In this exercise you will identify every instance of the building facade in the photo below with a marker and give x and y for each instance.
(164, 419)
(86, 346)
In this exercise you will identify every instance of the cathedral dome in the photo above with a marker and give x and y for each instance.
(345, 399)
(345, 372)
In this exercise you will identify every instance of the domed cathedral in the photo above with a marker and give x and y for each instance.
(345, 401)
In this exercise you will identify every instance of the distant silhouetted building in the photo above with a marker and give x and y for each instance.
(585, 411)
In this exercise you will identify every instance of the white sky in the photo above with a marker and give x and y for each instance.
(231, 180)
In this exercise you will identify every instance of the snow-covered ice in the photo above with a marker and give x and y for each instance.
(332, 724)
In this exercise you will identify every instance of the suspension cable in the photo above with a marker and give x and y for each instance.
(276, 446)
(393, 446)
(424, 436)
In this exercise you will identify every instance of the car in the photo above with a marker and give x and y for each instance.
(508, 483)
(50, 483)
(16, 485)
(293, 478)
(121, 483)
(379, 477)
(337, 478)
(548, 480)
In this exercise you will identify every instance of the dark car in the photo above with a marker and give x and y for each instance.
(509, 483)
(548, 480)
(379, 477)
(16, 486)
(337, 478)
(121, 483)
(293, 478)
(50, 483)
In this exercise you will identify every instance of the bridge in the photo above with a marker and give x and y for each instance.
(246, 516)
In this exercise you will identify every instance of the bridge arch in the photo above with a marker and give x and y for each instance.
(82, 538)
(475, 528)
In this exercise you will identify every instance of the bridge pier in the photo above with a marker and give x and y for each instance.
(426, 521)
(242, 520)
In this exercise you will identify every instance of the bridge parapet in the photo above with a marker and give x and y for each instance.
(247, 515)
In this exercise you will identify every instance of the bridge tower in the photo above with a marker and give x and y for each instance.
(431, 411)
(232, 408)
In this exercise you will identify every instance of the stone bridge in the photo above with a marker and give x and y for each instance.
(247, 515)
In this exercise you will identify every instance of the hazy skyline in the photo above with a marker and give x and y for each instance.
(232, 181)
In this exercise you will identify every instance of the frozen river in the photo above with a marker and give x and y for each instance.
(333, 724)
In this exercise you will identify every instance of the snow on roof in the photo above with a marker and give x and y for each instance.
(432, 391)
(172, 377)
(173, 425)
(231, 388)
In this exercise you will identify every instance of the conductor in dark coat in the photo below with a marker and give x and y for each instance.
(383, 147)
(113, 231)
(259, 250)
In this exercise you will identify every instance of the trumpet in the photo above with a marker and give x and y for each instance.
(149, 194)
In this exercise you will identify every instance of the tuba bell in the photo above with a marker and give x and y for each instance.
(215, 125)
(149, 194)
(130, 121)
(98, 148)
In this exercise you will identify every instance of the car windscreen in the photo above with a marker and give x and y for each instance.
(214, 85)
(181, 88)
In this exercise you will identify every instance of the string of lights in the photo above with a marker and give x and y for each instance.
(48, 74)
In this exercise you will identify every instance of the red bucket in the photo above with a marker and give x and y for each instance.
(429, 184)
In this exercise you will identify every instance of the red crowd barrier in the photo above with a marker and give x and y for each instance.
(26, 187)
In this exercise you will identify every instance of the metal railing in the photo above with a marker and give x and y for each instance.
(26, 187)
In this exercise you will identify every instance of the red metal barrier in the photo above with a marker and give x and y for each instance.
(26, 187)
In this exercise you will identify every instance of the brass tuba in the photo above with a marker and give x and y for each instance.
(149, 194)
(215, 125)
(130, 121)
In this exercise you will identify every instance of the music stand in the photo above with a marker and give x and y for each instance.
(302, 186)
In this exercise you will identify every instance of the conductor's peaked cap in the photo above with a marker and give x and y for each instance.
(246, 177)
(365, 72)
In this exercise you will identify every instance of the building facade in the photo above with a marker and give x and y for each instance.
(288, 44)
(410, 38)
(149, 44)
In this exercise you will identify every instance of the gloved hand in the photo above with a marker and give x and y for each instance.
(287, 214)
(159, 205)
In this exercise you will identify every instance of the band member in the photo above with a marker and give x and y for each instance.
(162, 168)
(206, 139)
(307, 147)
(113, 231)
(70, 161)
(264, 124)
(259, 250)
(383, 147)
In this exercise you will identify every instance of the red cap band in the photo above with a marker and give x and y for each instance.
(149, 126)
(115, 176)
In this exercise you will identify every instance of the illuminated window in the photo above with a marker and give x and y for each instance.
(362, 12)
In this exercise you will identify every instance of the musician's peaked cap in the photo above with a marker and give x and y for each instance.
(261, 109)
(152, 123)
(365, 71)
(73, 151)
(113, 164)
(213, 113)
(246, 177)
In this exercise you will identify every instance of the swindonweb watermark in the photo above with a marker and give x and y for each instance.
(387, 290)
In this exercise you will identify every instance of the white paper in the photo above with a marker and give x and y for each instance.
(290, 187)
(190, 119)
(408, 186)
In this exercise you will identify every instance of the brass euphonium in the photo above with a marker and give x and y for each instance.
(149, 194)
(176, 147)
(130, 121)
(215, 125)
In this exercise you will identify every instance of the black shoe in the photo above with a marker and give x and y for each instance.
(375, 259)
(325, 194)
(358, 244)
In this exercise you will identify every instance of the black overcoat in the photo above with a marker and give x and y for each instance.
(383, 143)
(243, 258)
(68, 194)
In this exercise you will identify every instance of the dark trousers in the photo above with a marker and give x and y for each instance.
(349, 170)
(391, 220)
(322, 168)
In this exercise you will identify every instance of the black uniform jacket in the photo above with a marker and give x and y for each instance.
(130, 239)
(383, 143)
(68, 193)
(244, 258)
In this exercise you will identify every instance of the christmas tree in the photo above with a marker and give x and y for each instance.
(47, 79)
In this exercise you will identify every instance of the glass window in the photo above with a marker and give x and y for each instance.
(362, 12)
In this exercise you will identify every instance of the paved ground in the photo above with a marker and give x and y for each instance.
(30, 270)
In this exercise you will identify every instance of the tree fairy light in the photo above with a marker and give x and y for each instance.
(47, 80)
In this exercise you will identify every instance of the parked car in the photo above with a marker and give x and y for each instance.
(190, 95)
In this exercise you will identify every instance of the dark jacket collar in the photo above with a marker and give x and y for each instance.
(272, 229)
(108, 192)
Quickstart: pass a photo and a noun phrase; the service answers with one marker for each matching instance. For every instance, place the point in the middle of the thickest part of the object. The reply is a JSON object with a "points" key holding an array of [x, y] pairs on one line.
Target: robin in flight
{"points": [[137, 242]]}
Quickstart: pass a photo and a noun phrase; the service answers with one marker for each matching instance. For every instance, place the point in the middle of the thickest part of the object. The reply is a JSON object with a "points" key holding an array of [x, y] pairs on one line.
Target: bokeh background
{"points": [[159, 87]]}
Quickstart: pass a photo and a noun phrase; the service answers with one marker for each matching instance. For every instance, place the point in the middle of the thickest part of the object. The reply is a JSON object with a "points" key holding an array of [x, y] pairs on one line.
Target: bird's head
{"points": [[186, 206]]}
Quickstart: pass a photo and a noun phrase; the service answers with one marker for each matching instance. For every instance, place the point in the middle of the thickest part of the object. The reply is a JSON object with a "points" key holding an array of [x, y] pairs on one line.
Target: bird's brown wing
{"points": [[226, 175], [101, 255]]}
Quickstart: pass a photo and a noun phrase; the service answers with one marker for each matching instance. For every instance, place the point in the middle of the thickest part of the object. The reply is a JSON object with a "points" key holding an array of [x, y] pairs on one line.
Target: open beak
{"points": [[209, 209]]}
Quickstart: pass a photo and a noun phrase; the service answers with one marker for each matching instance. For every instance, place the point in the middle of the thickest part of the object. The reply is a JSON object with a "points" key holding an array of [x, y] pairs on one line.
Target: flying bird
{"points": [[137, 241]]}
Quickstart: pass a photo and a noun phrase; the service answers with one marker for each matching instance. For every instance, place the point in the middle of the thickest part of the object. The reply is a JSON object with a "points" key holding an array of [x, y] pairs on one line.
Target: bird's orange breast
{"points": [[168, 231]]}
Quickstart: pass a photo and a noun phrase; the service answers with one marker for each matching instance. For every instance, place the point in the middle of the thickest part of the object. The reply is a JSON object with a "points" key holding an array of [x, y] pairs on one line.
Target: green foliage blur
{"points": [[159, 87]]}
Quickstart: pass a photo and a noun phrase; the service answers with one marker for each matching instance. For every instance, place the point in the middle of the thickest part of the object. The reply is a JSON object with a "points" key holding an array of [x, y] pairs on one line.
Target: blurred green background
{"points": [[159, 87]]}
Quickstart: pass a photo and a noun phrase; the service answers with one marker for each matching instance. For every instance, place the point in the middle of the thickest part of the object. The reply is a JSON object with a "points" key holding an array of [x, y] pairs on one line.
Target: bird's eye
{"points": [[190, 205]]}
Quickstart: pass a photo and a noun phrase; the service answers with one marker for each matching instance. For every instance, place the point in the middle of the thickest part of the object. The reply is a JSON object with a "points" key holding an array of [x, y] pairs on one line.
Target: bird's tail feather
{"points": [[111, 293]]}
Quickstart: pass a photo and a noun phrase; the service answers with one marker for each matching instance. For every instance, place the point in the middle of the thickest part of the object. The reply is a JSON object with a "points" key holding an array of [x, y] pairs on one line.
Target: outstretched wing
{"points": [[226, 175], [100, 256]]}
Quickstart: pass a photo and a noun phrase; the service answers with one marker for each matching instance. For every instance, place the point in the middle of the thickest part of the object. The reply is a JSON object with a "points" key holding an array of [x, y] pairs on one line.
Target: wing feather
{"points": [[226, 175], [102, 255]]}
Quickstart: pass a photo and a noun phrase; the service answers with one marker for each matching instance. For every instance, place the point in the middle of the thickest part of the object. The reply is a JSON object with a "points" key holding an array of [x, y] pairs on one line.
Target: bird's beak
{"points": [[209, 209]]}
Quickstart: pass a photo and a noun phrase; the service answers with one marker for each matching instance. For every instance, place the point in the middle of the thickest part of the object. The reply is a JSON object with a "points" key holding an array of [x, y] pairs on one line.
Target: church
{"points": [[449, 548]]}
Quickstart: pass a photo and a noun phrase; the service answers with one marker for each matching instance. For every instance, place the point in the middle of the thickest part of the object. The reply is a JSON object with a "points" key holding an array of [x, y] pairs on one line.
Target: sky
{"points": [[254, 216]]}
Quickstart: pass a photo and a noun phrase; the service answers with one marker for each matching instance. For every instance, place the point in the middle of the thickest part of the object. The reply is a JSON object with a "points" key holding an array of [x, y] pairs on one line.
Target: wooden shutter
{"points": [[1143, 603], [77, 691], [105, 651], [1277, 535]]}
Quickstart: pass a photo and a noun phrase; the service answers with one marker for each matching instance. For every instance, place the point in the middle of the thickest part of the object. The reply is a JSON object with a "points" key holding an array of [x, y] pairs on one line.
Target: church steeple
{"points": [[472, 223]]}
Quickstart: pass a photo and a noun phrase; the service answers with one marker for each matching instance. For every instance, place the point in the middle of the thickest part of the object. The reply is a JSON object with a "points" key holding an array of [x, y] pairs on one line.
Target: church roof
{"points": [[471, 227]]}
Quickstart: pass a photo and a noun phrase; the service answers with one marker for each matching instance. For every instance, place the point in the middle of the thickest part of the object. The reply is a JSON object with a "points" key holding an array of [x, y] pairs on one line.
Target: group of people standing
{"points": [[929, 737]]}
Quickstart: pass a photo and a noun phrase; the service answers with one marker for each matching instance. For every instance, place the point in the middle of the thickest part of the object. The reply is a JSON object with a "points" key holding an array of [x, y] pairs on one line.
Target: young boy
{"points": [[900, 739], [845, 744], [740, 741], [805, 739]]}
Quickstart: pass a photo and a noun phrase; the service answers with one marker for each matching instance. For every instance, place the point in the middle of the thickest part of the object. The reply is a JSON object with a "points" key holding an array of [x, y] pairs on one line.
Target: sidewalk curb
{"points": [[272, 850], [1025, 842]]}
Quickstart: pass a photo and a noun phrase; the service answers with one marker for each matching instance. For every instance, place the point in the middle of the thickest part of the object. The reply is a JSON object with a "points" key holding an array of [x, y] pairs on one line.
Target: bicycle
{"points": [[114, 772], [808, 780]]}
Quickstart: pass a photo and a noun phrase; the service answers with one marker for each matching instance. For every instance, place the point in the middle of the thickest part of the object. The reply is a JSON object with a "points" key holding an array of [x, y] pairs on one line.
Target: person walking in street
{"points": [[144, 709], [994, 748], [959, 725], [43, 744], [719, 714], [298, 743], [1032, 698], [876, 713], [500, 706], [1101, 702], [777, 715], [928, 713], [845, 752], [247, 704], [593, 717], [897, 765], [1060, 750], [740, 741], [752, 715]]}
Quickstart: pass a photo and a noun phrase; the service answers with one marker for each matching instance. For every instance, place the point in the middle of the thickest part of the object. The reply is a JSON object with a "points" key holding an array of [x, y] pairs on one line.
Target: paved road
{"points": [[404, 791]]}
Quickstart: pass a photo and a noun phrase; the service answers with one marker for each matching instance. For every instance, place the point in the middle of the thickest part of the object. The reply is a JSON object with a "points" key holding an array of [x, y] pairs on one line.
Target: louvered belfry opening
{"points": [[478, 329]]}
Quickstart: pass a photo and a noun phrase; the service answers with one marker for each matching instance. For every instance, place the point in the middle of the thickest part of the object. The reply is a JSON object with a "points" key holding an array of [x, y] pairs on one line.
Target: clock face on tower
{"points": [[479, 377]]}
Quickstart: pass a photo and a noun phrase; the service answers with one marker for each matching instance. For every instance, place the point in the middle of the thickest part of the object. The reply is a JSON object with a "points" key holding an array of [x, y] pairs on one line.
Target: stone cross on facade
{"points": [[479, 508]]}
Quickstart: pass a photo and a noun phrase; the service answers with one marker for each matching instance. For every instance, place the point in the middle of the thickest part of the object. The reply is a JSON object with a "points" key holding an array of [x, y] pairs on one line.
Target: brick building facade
━━━━━━━━━━━━━━━━━━━━━━━━━━━━━━
Only the lines from the one holding "Target: paved road" to the end of the material are wanted, each transcribed exactly.

Target: paved road
{"points": [[404, 791]]}
Quickstart: pass a photo and a noun phrase; the service answers with one marker for each matching instance. For every instance, place the point in the middle of the thickest part of the object. The reply is a JSON object with a "points" key holding an array of [x, y] pairs on one line.
Target: louvered belfry opening
{"points": [[478, 329]]}
Quickstart: pass a photo and a noun phrase; the service answers with one marker for each matching instance. For every instance, place the point in the middle of the thickest part of the object. The reply is a JSON object with a "points" key holding an array of [x, y] pairs on one line.
Target: clock face on tower
{"points": [[479, 377]]}
Quickstart: pass a photo and a noun phrase; the service answers with one marker for each matching instance. For every instance, place the point in the middle of the thickest part of the object. The reply is a JSON object with a "points" key holding an array of [x, y] pairs on one line.
Target: stone cross on facade
{"points": [[479, 508]]}
Quickstart: pass a photo and a noun phrase; the service answers with one marker for each matching instance. For every instance, place the point in the middle of the thickest part of the object. The reply is a JSON object with a "points" key holding an array of [x, y] pairs on one line.
Target: brick building facade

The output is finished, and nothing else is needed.